::: TEXTE SOURCE :::

Ça vous est déjà arrivé, vous, d’avoir des prémonitions, des pressentiments très très forts, des sortes de flashs, ce genre de conneries ? Moi jamais, sauf là quand, au bout de cinq minutes de film, j’ai instantanément compris qu’Eva allait être un machin bien naveteux et que j’allais m’ennuyer ferme pendant une 1h30. En plus pas de bol, j’avais oublié de prendre avec moi mon bouquin (La gifle, de Christos Tsiolkas, que je recommande moultement plus que ce film insipide) : du coup, j’en ai profité pour me marrer un peu en zieutant un des mes voisins blogueurs en train de pioncer (un nom, un nom !) ou passer en revue les tâches ménagères qui m’attendent pour ce week-end.
Film insipide donc, aussi insipide d’ailleurs que Daniel Brühl (qui, au demeurant, porte très bien les gros pulls en laine et parle couramment espagnol), momifiant le rôle d’Alex, jeune et talentueux ingénieur en robotique en cette lointaine année 2041, et qui cherche à créer l’androïde parfait et "libre" en prenant modèle sur Eva, sa nièce de 10 ans, espiègle et étonnante. Le premier film de Kike Maíllo brasse allègrement les thèmes chers à Blade runner, Bienvenue à Gattaca, A. I. et tutti quanti, mais sans s’en affranchir, sans proposer quelque chose de neuf, d’au moins surprenant (et sans vraiment le vouloir, apparemment). Eva pose des questions intéressantes puis après s’en tamponne, tout à sa benête histoire de mignons robots jusqu’à un final en mode Tree of life.

:::

## [CONSIGNE]
Relevez dans le texte source tous les titres de films cités en référence, à l'exclusion d'Eva. Les données n'interviennent en rien dans cet exercice.

::: DONNÉES FOURNIES :::

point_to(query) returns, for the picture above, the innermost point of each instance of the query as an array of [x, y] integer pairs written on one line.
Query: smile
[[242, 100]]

:::

## [RÉSULTAT]
Blade runner, Bienvenue à Gattaca, A. I., Tree of life